• [PROVIDED RECORDS]
※
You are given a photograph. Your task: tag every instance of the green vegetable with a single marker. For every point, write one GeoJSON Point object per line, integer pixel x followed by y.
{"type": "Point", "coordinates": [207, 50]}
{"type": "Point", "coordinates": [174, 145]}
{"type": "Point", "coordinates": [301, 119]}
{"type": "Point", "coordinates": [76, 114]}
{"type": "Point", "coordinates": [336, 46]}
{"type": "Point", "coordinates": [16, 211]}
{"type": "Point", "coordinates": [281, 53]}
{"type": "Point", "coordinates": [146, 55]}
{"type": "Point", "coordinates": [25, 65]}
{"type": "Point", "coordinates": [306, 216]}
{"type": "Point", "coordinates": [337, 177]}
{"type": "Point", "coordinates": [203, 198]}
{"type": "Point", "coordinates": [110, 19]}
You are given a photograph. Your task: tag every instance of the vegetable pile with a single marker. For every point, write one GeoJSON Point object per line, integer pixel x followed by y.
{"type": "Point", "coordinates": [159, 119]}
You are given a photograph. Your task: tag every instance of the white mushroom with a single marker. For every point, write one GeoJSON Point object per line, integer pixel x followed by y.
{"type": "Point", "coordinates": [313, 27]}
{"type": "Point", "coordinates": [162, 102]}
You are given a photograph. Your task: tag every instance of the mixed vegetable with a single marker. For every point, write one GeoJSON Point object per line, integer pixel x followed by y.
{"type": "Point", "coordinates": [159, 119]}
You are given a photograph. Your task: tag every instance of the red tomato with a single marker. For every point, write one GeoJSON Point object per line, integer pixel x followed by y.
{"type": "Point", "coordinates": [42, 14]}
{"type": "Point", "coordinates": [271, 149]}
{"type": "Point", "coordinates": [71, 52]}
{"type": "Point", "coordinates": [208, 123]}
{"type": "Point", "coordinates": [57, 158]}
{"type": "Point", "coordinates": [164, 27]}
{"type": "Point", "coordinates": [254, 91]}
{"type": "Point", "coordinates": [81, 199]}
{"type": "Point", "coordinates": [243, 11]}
※
• [REQUIREMENT] Send back each record exactly as it stands.

• [EXERCISE RESULT]
You are given a photograph. Your task: tag every instance of the green vegetable with a single marker. For every point, write one GeoJSON Point object per line, integer pixel x followed by y.
{"type": "Point", "coordinates": [207, 50]}
{"type": "Point", "coordinates": [174, 145]}
{"type": "Point", "coordinates": [301, 119]}
{"type": "Point", "coordinates": [76, 114]}
{"type": "Point", "coordinates": [336, 46]}
{"type": "Point", "coordinates": [16, 211]}
{"type": "Point", "coordinates": [281, 53]}
{"type": "Point", "coordinates": [146, 55]}
{"type": "Point", "coordinates": [25, 65]}
{"type": "Point", "coordinates": [306, 216]}
{"type": "Point", "coordinates": [337, 177]}
{"type": "Point", "coordinates": [203, 198]}
{"type": "Point", "coordinates": [110, 19]}
You are given a photograph. Your task: tag every instance of the vegetable pile with a single marker. For every point, write one GeoJSON Point object per line, integer pixel x followed by y.
{"type": "Point", "coordinates": [159, 119]}
You are given a photograph. Your task: tag every instance of the white mushroom with a single marker. For every point, write one GeoJSON Point object per line, integer pixel x followed by y.
{"type": "Point", "coordinates": [313, 27]}
{"type": "Point", "coordinates": [162, 102]}
You are given a photograph. Your task: tag every instance of the mixed vegetable with a single marker. For every point, write one GeoJSON Point object per line, integer pixel x followed by y.
{"type": "Point", "coordinates": [159, 119]}
You are given a photograph. Your task: tag every instance of the red tomato with a single marker. For every point, write one GeoJSON Point object per line, integer pixel x followed by y.
{"type": "Point", "coordinates": [42, 14]}
{"type": "Point", "coordinates": [271, 149]}
{"type": "Point", "coordinates": [71, 52]}
{"type": "Point", "coordinates": [208, 123]}
{"type": "Point", "coordinates": [57, 158]}
{"type": "Point", "coordinates": [164, 27]}
{"type": "Point", "coordinates": [254, 91]}
{"type": "Point", "coordinates": [81, 199]}
{"type": "Point", "coordinates": [243, 11]}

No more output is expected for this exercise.